> _Directions_
Select every line in the records below that contains the string "sign", and copy each of those lines.

━━ Material to process

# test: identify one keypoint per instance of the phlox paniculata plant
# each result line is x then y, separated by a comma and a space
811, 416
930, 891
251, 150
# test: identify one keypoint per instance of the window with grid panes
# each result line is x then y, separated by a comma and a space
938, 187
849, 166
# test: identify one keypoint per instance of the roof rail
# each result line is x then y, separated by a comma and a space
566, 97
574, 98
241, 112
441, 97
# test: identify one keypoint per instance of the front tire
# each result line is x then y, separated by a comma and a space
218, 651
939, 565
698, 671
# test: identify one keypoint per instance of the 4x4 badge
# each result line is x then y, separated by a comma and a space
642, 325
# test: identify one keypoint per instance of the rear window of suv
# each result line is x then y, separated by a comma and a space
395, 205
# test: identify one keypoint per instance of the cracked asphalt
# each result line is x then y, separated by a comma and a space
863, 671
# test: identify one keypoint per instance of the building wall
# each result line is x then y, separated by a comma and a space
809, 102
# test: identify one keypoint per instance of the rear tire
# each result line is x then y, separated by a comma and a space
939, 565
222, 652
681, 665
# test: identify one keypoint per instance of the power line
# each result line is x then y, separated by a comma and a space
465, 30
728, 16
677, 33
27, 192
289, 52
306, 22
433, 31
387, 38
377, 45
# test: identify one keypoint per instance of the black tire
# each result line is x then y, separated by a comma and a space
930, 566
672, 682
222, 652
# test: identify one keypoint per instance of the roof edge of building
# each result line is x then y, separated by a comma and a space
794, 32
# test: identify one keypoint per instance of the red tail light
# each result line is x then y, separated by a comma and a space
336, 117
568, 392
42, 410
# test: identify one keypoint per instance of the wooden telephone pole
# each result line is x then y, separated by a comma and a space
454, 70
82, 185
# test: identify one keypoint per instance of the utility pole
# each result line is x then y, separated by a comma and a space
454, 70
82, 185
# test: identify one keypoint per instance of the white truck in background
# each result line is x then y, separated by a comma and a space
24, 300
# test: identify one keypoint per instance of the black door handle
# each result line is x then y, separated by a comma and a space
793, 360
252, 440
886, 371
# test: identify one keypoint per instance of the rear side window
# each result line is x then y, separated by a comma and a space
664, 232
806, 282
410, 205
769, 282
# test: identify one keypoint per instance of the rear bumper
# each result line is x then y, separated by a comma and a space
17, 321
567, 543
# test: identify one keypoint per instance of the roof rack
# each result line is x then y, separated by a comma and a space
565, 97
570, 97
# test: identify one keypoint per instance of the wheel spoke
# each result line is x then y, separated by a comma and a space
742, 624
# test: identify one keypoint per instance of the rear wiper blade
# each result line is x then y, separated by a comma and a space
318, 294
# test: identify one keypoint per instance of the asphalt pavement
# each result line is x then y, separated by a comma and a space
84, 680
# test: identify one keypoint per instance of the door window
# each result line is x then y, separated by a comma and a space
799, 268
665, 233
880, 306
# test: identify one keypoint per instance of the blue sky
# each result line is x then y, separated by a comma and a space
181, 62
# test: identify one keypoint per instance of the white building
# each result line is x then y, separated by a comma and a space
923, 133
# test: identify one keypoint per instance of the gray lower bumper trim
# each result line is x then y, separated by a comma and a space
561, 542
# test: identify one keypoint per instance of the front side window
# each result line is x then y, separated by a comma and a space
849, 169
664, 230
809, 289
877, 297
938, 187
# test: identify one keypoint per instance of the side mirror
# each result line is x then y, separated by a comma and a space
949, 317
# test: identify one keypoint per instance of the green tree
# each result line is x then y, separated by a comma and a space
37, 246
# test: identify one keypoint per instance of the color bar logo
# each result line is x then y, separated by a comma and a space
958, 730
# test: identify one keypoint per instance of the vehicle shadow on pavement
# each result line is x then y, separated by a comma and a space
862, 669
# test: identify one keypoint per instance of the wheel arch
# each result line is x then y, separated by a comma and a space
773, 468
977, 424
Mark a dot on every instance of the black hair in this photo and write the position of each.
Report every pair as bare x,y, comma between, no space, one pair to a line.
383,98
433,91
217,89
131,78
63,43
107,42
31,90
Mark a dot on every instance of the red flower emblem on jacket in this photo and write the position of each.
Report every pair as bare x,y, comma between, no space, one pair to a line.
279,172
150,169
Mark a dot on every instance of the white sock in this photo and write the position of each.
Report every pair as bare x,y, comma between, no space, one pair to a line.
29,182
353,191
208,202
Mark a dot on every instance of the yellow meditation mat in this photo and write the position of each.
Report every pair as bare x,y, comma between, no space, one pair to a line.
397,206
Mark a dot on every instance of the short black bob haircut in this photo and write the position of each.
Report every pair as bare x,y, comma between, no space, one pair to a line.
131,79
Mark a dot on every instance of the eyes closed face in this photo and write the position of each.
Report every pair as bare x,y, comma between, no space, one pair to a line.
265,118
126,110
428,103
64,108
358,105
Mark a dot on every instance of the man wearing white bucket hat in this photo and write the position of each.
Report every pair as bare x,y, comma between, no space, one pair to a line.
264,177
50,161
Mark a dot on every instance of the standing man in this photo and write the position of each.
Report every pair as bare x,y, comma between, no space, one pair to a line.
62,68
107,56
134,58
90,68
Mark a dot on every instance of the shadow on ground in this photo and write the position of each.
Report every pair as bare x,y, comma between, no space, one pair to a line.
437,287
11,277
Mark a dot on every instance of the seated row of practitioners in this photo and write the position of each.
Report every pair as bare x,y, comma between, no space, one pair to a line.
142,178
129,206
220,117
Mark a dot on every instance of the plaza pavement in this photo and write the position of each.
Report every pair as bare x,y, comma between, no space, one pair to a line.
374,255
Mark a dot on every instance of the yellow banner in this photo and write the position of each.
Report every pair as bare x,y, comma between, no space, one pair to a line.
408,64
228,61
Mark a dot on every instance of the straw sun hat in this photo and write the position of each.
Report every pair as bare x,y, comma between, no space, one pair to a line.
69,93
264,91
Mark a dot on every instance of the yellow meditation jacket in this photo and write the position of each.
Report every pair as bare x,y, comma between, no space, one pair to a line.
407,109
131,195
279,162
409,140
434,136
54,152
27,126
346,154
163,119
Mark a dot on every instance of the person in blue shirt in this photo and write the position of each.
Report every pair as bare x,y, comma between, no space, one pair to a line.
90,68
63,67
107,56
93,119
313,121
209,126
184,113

━━━━
━━ Material to process

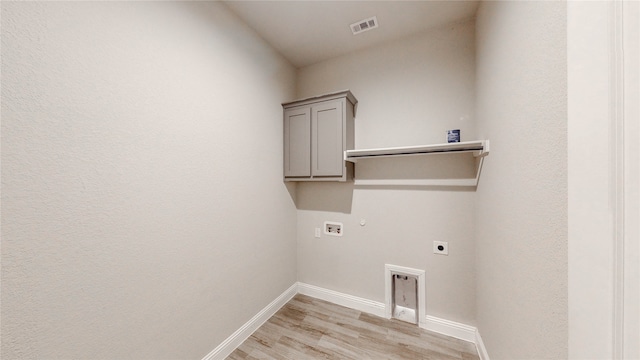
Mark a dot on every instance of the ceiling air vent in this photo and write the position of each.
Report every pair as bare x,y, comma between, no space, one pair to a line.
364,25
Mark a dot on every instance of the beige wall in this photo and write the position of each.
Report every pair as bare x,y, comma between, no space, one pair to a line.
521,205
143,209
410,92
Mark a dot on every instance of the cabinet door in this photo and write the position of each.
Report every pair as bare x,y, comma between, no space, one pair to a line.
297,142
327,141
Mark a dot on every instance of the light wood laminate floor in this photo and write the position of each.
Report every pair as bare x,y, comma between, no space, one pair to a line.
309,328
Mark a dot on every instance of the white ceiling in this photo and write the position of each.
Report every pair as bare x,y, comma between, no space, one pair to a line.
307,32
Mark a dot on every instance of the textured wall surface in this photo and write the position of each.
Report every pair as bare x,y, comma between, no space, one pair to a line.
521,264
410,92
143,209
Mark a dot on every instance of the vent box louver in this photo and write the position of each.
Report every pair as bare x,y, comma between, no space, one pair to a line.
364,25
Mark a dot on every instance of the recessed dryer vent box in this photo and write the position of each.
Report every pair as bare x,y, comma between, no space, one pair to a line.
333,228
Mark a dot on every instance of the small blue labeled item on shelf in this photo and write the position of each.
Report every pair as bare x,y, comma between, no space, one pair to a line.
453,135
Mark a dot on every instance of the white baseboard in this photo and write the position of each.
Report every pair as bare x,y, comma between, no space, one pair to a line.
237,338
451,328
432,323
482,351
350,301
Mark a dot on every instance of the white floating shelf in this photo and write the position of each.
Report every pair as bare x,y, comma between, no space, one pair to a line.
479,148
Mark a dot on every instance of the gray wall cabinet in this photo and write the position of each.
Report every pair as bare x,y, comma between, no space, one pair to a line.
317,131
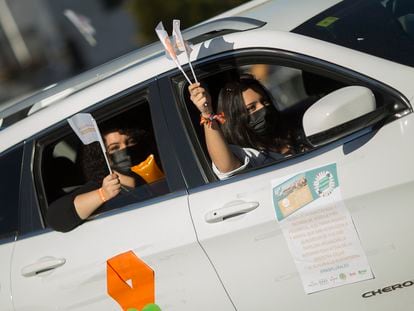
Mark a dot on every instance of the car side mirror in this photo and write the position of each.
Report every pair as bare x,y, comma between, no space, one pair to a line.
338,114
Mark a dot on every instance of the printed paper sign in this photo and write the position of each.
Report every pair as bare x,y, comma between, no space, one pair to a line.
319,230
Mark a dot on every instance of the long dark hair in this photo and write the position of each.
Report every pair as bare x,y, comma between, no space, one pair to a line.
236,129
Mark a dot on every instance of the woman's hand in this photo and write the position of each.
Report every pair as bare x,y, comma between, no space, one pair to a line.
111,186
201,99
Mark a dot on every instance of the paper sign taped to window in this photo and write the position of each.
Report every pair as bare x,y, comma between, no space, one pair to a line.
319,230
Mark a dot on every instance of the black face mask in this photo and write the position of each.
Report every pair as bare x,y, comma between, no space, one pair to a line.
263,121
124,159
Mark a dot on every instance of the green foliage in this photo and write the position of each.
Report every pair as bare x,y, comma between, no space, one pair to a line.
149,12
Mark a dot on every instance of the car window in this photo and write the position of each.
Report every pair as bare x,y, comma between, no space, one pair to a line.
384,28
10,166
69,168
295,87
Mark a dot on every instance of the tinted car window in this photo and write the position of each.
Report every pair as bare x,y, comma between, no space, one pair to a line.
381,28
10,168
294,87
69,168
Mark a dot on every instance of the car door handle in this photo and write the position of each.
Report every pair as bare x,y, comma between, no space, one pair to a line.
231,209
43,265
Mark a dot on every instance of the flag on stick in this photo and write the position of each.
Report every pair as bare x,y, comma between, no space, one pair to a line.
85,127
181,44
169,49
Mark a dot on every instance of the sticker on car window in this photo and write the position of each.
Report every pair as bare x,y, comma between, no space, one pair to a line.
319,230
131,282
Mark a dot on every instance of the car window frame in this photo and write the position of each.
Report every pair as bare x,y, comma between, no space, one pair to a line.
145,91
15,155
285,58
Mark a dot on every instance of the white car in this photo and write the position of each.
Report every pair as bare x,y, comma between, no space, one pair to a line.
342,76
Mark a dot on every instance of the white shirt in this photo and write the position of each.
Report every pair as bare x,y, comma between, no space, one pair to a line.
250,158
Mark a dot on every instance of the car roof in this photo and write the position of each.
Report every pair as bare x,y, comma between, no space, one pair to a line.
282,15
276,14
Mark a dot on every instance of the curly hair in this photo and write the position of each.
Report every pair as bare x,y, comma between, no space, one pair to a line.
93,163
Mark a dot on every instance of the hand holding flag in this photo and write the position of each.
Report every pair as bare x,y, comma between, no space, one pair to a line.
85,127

━━━━
━━ Material to process

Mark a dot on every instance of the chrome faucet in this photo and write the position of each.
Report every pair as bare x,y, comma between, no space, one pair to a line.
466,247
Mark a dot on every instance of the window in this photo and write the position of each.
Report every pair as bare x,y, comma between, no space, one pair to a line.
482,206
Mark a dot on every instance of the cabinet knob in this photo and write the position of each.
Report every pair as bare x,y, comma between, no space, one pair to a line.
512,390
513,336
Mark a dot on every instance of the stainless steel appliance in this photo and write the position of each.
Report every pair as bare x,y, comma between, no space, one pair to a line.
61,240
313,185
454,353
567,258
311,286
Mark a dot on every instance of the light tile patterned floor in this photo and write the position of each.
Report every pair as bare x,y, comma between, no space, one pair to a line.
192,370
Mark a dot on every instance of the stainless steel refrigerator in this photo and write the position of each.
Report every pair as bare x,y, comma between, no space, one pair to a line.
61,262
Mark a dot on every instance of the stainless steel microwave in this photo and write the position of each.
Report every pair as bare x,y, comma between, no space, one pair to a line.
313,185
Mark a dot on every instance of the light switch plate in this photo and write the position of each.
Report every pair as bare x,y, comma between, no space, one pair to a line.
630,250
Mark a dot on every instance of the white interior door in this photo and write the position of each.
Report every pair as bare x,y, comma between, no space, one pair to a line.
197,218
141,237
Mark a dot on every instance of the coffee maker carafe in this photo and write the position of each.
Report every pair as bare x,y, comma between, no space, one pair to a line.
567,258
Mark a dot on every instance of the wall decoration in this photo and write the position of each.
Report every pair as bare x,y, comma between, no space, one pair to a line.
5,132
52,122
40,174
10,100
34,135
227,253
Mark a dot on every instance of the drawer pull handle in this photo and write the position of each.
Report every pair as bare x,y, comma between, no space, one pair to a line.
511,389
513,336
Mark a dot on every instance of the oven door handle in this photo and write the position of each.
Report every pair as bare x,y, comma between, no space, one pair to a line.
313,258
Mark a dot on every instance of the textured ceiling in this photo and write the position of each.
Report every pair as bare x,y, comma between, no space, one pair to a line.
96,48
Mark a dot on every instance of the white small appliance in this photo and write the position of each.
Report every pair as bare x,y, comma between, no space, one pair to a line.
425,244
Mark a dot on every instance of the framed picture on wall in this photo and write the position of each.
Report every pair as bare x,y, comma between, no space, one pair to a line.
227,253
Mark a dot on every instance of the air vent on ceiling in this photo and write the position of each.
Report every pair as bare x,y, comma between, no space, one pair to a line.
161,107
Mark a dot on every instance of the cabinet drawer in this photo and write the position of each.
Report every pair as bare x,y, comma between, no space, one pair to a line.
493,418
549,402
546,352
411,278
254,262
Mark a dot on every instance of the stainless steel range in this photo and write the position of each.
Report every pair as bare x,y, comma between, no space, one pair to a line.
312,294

━━━━

> _Final result_
Mark a dot on every instance of the printed paper sign in this photo and write the position of each.
Mark a dot on every instance of the paper sign taped to window in this photo and write the position of each.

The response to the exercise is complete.